To-do list:
- 1) Please sum up the notes on plot and sentimentality in two sentences.
- 2) Extend the notes on plot and sentimentality past their final sentence.

Page excerpt:
>> START

Climax: The peak and turning point of the conflict, the point at which we know the outcome of
the action. Children call it the most exciting part. In Charlotte's Web when the pig survives. The
Borrowers when the boy ventilates the fumigation. A Wrinkle in Time when Meg discovers what
she has that IT does not.
Resolution is the falling action after the climax. When the reader is assured that all is well and
will continue to be, so the plot has a closed ending. If the reader is left to draw their own
conclusions about the final plot then the ending is open. Many adults as well as children are
disturbed by open endings.
Inevitably is the property of it had to be. This is high praise for a writer.
Coincidence: events that happen by mere chance. The Incredible Journey has some coincidental
events that remove credibility from the plot. First, a handwritten note blows into the fire and
leaves the housekeeper baffled. She therefore does not know that the two dogs and cat have
struck out on their own, and does not search for them. Later a crumbling beavers' dam gives
way at just the right moment to sweep the frightened cat downstream. Later a boy hunting for
the first time with his own rifle saves the cat from a lynx with one remarkable shot.
Sentimentality is a natural concern or emotion for another person. The way a soap opera or a
tear-jerker plays on its viewers.
Black Beauty by Anna Sewell is told by the horse and stuffed with sentimentality.
"Poor Ginger" a title of a chapter concludes with these observations. "A short
time after this a cart with a dead horse in it passed our cab-stand. The head hung
out of the cart-tail, the lifeless tongue was slowly dropping with blood; and the
sunken eyes. But I can't speak of them, the sight was too dreadful. It was a
chestnut horse with a long, thin neck... I believe it was Ginger; I hoped it was, for
then her troubles would be over. O! If men were more merciful they should shoot
us before we came to such misery."
Because of the sentimentality, the reader/listener/watcher may sob more soulfully over Ginger's
death than over that of a human being, although there is little confusion in some minds as to
which misused creature is more deserving of grief.
The rapid pace of folktales does not allow time for tears by false sentiment. We do not anguish
over the fate of Rumpelstiltskin, when he stamped his feet and split in two and that was the end
of him.
The most destructive element from the over use of sentimentality is not boredom, but the fact
that the young reader, faced with continual sentimentality, will not develop the sensitivity
essential to recognize what is truly moving and what is merely a play on feelings. If, after all, we
regard the death of a pet mouse with the same degree of emotional intensity as the death of a
brother, we have no sense of emotional proportion.

>> END

Data excerpts:
>> START

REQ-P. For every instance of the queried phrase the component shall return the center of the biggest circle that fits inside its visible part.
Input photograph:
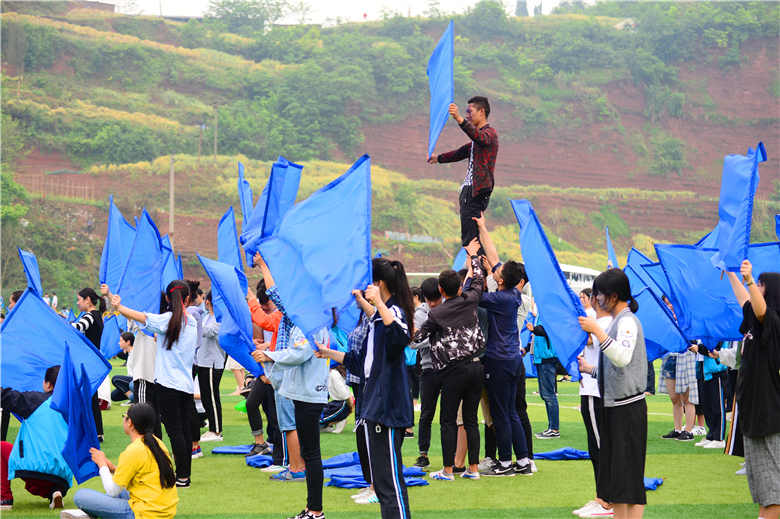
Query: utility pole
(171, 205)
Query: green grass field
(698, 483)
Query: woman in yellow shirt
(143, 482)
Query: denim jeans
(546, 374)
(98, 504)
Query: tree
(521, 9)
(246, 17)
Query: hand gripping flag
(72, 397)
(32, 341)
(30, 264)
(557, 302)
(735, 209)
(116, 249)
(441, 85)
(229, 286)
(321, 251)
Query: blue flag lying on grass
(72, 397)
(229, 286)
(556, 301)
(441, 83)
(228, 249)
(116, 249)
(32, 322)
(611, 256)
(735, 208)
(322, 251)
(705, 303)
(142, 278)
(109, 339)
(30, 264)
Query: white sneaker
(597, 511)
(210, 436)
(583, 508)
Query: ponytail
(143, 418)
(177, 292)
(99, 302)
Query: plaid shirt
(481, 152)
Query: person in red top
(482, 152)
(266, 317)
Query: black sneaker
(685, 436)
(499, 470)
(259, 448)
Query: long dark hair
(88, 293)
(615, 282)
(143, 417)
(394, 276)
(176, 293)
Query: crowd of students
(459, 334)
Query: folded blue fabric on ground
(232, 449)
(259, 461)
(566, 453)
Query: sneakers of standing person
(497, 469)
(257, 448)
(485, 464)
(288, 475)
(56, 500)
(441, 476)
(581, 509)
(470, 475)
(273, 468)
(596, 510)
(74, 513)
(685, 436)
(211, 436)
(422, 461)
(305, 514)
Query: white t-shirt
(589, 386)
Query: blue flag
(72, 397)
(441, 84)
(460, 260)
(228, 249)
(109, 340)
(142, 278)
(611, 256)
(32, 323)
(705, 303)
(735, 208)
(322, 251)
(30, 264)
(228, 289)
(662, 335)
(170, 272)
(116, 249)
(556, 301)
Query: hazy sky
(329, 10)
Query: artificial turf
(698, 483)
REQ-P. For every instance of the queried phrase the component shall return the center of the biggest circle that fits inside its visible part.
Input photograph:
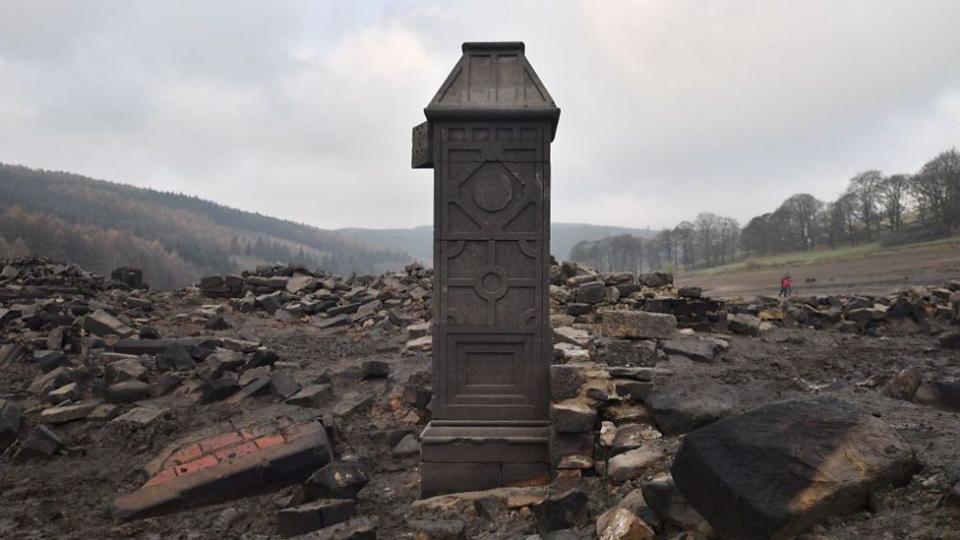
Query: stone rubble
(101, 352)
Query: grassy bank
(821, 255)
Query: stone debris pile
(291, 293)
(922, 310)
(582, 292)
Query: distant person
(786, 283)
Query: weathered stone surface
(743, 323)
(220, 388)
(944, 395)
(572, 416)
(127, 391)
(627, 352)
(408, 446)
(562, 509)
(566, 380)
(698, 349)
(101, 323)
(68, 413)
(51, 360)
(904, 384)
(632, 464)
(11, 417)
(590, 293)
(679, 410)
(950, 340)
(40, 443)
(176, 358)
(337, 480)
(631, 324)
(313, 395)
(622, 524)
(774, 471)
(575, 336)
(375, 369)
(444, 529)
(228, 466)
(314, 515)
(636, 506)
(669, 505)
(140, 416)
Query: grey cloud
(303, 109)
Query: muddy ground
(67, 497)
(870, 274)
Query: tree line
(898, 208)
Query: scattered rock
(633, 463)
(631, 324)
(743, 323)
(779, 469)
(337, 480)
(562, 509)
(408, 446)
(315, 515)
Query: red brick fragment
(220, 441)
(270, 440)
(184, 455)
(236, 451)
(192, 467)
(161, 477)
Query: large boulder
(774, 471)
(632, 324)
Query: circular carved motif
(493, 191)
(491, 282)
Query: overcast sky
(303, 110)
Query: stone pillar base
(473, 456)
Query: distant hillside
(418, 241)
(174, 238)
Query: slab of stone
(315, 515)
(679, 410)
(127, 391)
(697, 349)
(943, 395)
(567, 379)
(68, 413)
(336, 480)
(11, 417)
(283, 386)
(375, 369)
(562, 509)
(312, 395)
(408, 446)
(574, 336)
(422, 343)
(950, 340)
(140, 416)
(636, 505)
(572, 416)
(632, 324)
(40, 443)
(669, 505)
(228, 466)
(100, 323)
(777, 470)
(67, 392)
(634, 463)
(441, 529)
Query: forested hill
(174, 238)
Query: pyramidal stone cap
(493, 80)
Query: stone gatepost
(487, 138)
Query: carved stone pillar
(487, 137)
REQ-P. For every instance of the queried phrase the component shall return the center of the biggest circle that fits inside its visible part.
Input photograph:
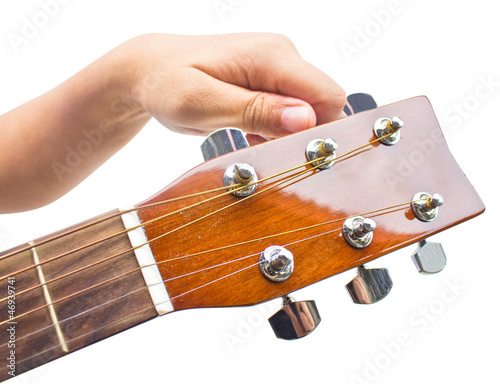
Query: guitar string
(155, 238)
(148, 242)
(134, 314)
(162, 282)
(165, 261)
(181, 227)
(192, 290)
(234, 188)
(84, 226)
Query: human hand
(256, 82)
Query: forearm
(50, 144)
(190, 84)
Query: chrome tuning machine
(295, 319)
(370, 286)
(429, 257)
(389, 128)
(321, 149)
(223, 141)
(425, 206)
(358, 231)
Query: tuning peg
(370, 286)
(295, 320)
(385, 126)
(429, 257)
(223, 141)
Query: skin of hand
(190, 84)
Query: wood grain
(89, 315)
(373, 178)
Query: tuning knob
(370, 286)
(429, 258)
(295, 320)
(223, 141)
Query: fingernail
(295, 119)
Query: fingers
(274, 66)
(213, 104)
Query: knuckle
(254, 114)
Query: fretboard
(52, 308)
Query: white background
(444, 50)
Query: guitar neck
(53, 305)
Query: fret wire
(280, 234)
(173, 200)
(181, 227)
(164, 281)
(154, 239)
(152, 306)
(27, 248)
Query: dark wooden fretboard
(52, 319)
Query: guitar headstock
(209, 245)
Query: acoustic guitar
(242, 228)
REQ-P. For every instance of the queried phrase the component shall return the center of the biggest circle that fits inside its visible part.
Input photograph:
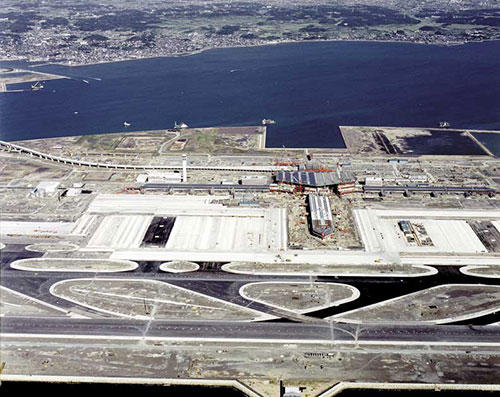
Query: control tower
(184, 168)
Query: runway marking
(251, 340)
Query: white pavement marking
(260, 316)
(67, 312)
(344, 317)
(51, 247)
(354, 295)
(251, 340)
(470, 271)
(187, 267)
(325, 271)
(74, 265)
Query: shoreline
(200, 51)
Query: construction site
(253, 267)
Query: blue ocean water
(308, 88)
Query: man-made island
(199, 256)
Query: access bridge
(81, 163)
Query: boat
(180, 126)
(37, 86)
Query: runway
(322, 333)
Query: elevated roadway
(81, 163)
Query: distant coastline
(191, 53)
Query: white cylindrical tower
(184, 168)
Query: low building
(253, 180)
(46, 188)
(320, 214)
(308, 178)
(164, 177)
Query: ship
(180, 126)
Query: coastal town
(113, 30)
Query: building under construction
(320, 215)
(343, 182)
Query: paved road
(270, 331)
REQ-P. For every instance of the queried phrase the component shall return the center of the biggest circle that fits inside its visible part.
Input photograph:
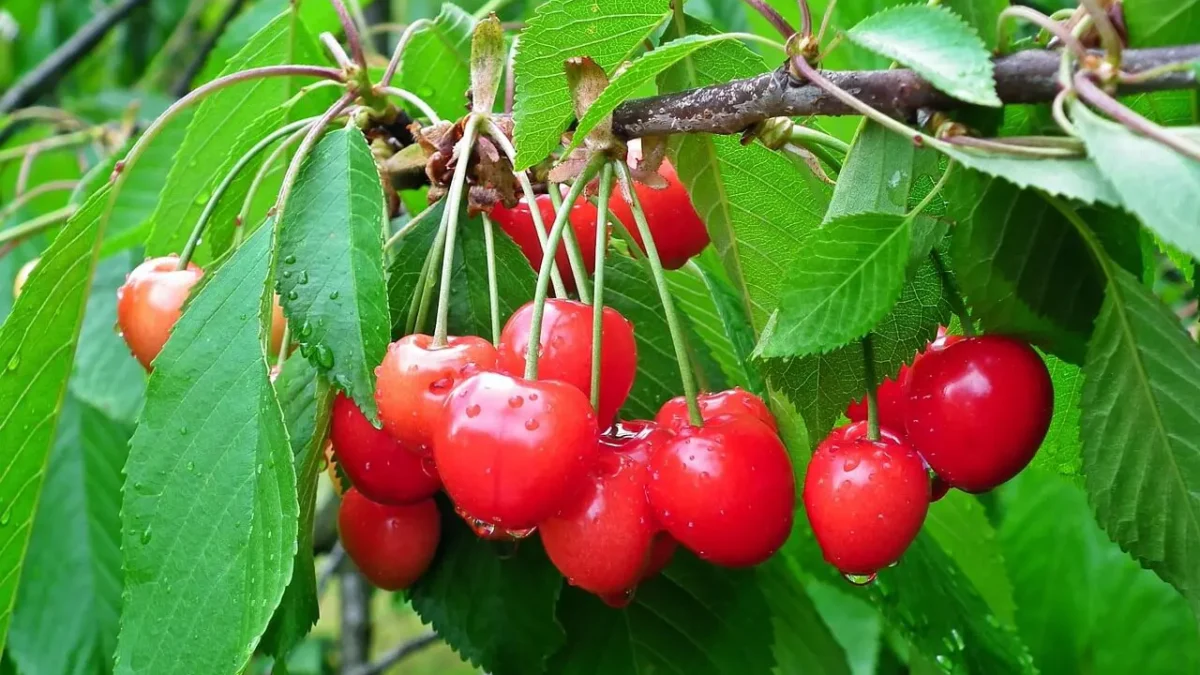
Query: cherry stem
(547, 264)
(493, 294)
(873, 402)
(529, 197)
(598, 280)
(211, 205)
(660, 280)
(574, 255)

>> END
>> START

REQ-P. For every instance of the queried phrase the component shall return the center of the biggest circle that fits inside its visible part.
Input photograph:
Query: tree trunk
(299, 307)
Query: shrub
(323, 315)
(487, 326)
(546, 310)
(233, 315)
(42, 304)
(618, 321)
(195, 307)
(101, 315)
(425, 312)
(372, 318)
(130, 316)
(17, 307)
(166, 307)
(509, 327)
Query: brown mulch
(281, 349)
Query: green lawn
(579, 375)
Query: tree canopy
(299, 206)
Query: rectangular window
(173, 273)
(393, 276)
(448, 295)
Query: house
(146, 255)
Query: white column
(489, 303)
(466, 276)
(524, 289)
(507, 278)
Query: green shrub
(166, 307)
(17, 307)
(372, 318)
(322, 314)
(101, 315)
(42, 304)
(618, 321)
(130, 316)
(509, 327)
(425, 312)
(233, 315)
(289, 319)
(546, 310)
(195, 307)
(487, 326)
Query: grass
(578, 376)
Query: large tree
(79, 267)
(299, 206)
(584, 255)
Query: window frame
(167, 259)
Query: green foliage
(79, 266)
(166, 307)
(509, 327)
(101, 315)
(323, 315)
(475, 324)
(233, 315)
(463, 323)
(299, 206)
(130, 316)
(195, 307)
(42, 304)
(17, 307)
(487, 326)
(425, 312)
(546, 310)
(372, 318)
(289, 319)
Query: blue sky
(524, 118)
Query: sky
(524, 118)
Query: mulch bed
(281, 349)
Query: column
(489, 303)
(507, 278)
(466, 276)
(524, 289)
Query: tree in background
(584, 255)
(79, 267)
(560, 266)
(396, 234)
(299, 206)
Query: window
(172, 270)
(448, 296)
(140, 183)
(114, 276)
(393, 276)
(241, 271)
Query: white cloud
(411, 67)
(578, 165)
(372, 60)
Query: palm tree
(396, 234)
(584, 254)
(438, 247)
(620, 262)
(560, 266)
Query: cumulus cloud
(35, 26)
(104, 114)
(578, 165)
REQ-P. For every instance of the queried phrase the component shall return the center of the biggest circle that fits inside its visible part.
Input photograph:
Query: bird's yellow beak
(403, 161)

>> END

Exercise results:
- 1) The notes define climax as the peak and turning point of a conflict, resolution as the falling action that leaves an ending closed or open, inevitability as the sense that events had to happen, and coincidence as chance events, which remove credibility from the plot of The Incredible Journey. They describe sentimentality as the way a tear-jerker plays on its audience, cite Black Beauty as stuffed with it, contrast the rapid pace of folktales, and warn that overusing it keeps young readers from learning to tell what is truly moving from what merely plays on feelings.

- 2)
By contrast Katherine Paterson in Bridge to Terabithia uses a wide range of emotions that
children wrestle with or the genuine sentiment that a small child, reading or being read to,
experiences during the relationship with Charlotte and Wilbur. The child fed only on such
surface sentimentality as soap operas, the average television program, and Walt Disney, with
their sterile and stereotyped pictures of human beings and their distorted sensationalism with
simplistic solutions, risks developing emotional shallowness.
Types of plots
Progressive plots have a central climax followed by denouement. Charlotte's Web and A Wrinkle
in Time are examples.
Episodical plots have one incident or short episode linked to another by a common character or
unifying theme (maybe through chapters). Used by authors to explore character personalities,
the nature of their existence, and the flavor of a certain time period.
Setting
Setting includes time and place.
Backdrop setting is when the setting is unimportant for the story and the story could take place
in any setting. Winnie-the-Pooh by A. A. Milne is an example of a story in which could happen in
any setting.
Integral setting is when the action, character, or theme are influenced by the time and place,
setting. Controlling setting controls characters. If you confine a character to a certain setting it
defines the character. Characters, given these circumstances, in this time and place, behave in
this way. The Tail of Peter Rabbit is an example of how the setting is an integral part of Peter's
behavior. Charlotte's Web is another example of an integral setting.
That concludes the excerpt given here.